◆ **DIRECTIVE**
Update everything from the start of the data down to and including the line containing "0,0,267,399" by replacing "bumpy snow surface" with "uneven snow surface", and return those lines with nothing else altered.
---+---
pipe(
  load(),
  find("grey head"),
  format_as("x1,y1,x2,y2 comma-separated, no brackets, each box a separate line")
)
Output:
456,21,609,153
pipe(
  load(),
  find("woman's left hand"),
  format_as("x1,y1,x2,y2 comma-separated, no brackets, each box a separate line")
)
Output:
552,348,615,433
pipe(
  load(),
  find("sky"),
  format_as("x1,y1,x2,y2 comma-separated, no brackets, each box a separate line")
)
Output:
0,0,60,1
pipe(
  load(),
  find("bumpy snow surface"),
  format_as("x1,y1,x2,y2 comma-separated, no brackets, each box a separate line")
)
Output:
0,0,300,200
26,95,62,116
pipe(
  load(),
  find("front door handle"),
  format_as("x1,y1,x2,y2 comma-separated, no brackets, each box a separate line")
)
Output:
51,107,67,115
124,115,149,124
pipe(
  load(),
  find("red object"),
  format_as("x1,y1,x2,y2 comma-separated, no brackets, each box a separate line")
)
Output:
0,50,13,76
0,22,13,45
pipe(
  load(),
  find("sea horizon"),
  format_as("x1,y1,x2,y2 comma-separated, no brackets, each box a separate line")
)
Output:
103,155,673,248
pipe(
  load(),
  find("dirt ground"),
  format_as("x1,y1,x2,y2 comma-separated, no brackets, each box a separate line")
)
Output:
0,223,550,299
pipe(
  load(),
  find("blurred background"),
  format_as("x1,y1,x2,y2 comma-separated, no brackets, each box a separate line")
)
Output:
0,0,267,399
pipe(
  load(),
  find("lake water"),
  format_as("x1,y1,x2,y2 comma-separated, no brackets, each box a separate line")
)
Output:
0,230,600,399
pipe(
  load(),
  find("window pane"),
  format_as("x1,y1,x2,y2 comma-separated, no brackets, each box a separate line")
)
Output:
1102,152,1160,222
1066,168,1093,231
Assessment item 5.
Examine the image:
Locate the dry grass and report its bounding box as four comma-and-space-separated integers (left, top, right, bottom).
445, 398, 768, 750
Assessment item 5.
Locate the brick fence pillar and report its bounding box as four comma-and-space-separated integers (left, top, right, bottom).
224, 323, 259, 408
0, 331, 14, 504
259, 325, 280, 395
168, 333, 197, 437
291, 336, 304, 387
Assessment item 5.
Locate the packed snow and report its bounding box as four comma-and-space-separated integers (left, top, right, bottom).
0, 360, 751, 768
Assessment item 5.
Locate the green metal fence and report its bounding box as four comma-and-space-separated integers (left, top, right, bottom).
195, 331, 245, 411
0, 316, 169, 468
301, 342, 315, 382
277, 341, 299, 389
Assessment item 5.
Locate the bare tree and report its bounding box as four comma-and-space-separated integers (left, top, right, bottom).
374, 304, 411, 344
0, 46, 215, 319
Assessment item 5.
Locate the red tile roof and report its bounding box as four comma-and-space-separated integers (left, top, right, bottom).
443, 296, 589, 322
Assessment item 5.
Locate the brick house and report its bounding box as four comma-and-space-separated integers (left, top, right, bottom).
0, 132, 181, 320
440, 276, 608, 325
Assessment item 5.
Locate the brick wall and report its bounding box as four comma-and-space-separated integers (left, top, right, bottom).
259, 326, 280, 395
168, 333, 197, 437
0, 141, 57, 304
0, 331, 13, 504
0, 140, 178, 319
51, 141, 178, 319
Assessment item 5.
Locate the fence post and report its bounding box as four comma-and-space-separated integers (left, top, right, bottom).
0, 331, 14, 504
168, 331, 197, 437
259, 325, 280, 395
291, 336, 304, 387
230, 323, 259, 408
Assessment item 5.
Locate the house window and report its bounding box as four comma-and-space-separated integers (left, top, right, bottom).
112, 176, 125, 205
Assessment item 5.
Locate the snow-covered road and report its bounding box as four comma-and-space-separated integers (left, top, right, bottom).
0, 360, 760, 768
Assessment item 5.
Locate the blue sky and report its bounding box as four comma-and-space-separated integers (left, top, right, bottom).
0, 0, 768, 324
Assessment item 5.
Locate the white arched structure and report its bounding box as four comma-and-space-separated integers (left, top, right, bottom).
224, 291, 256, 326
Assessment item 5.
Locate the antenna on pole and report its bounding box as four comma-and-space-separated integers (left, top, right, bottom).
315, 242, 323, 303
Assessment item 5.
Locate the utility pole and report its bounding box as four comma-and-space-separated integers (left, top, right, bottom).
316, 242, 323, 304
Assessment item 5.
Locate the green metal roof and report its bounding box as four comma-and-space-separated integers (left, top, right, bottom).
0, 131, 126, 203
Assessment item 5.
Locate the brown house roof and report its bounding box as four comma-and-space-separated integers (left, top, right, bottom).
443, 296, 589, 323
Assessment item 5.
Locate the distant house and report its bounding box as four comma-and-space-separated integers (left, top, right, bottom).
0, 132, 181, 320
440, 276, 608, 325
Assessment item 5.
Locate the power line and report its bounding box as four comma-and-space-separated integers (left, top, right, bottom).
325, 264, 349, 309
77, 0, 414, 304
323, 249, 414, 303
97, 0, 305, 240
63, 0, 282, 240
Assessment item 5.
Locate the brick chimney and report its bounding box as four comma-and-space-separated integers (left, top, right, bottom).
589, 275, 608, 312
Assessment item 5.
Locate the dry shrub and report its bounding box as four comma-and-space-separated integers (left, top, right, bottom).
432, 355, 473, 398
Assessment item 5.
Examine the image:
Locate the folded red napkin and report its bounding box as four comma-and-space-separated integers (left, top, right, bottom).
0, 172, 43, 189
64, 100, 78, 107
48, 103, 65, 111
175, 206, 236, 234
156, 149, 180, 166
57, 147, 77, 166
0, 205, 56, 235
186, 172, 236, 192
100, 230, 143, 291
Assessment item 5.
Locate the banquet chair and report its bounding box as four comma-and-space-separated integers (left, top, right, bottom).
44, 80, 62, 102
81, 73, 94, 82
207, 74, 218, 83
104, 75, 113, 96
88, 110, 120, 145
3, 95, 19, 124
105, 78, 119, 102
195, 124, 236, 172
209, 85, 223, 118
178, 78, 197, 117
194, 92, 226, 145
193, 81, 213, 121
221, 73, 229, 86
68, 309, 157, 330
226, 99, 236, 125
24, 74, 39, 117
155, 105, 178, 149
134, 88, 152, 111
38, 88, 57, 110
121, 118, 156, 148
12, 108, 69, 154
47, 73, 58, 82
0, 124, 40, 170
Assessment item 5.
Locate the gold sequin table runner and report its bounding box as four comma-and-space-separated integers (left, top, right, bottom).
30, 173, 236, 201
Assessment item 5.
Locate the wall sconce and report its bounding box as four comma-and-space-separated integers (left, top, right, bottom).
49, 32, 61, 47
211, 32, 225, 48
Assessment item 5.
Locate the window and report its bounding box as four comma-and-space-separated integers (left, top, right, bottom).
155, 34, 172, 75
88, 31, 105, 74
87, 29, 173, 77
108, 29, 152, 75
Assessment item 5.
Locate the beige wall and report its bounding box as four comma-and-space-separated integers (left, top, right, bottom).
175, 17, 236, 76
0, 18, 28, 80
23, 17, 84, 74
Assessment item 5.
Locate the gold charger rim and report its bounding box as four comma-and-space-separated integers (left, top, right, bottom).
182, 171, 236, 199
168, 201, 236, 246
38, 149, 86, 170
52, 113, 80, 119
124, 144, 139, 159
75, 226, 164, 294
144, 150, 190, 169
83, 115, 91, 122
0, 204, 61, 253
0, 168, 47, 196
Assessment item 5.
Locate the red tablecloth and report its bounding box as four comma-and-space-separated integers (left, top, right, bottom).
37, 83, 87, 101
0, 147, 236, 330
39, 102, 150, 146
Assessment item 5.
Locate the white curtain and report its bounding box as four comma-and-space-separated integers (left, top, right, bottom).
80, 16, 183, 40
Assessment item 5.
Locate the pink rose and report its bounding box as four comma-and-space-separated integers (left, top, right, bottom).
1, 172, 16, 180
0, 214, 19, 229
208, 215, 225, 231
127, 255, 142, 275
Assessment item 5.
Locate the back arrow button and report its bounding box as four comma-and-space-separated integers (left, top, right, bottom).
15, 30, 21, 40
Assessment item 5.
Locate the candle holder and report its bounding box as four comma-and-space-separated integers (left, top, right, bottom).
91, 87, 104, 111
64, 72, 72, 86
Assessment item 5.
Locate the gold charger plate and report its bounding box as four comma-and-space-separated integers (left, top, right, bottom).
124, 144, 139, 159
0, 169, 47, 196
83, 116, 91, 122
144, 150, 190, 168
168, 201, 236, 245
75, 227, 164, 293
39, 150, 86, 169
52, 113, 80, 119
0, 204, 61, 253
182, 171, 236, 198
---+---
◆ **RESPONSE**
pipe(
  load(),
  find("grey head"),
  format_as("x1,y1,x2,y2 comma-separated, no brackets, each box a separate line")
)
Output:
456,21,609,153
pipe(
  load(),
  find("woman's left hand"),
  format_as("x1,y1,x2,y2 comma-separated, no brackets, each box a separate line")
)
Output:
552,348,615,433
pipe(
  load(),
  find("sky"),
  format_as("x1,y1,x2,y2 comma-separated, no brackets, each box a separate line")
)
Output:
0,0,60,1
pipe(
  load(),
  find("uneven snow surface"),
  format_as("x1,y1,x2,y2 comma-separated, no brackets, each box a separate line")
)
Output:
0,0,300,200
26,95,62,116
pipe(
  load(),
  find("front door handle"),
  format_as("x1,y1,x2,y2 comma-separated, no brackets, each box a separate line")
)
Output:
51,107,67,115
124,115,149,124
pipe(
  load(),
  find("red object"),
  format_as("x1,y1,x2,y2 comma-separated, no brackets, each box a separate line")
)
Output:
0,50,13,76
0,22,13,45
pipe(
  load(),
  find("sea horizon"),
  format_as("x1,y1,x2,y2 comma-separated, no brackets, each box a separate line")
)
Output:
103,155,673,248
pipe(
  load(),
  find("dirt ground"),
  format_as("x1,y1,x2,y2 comma-separated, no brackets, each box a separate line")
)
Output:
0,223,550,299
pipe(
  load(),
  find("blurred background"),
  format_as("x1,y1,x2,y2 comma-separated, no brackets, each box a separate line")
)
Output:
0,0,267,399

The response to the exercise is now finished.